··· Provided records

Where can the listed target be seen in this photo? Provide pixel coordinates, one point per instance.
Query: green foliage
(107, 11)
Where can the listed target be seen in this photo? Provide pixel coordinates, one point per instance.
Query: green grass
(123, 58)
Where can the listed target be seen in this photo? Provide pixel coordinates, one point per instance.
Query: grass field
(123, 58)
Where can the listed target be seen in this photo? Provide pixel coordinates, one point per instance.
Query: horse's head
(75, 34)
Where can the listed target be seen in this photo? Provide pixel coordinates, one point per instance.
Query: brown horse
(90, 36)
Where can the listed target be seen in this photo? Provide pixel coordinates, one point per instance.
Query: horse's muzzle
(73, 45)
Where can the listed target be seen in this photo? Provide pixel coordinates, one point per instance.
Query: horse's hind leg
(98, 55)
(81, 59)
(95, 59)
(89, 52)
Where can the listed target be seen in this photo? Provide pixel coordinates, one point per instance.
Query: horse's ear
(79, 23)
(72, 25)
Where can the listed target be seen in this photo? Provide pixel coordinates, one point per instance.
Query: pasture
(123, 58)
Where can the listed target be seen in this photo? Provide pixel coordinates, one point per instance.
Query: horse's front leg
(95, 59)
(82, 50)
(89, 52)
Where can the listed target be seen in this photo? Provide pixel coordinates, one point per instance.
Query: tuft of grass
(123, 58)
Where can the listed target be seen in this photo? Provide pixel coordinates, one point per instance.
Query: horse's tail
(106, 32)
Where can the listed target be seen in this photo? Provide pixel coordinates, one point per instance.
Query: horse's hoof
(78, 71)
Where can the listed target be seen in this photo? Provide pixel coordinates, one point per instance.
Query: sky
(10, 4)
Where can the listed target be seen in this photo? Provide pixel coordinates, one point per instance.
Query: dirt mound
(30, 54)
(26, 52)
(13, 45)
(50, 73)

······

• _Action item_: Set down all of the entries again, keeping every line exactly as it is.

• _Your response_:
Where can the listed target be seen in this photo? Provide pixel coordinates, one point per instance.
Query: green foliage
(107, 11)
Where can the listed target be seen in this photo? Provide pixel coordinates, one point per instance.
Query: green grass
(123, 58)
Where can the listed target be seen in this photo? Provide pixel coordinates, one point per instance.
Query: grass field
(123, 58)
Where can the listed target be seen in this photo? Provide pixel coordinates, one point per instance.
Query: horse's head
(75, 34)
Where can the listed target be seen in this photo? Provide pixel coordinates, one point per instance.
Query: brown horse
(90, 36)
Where can the listed target be seen in this photo? Provide pixel coordinates, one point per instance.
Query: horse's muzzle
(73, 45)
Where can the listed target be seen in this photo? Provide pixel coordinates, one point per instance.
Query: horse's hind leg
(98, 55)
(81, 59)
(95, 59)
(89, 52)
Where can the listed target be seen in this photo? Provide pixel coordinates, one point per instance.
Query: horse's ear
(79, 23)
(72, 25)
Where can the listed target be seen in this photo? Provide pixel coordinates, one point per instance.
Query: pasture
(123, 58)
Where can the listed target be seen in this photo? Provide pixel coordinates, one point per instance.
Query: horse's front leg
(95, 59)
(82, 50)
(89, 52)
Where can the listed target be seen in this photo? Provide pixel coordinates, one point per instance.
Query: tuft of grass
(123, 58)
Where can the listed target be seen in this photo? Provide pixel coordinates, one point per instance.
Query: horse's tail
(106, 32)
Where can the listed target be seen in this photo? Provide pixel coordinates, one point per instance.
Query: horse's hoof
(78, 71)
Where can the listed target be seen in this photo? Provide pixel coordinates, one point per instance.
Query: sky
(10, 4)
Where can the listed target be seen in this photo? Provide pixel coordinates, one point per instance.
Query: dirt mound
(30, 54)
(26, 52)
(13, 45)
(50, 73)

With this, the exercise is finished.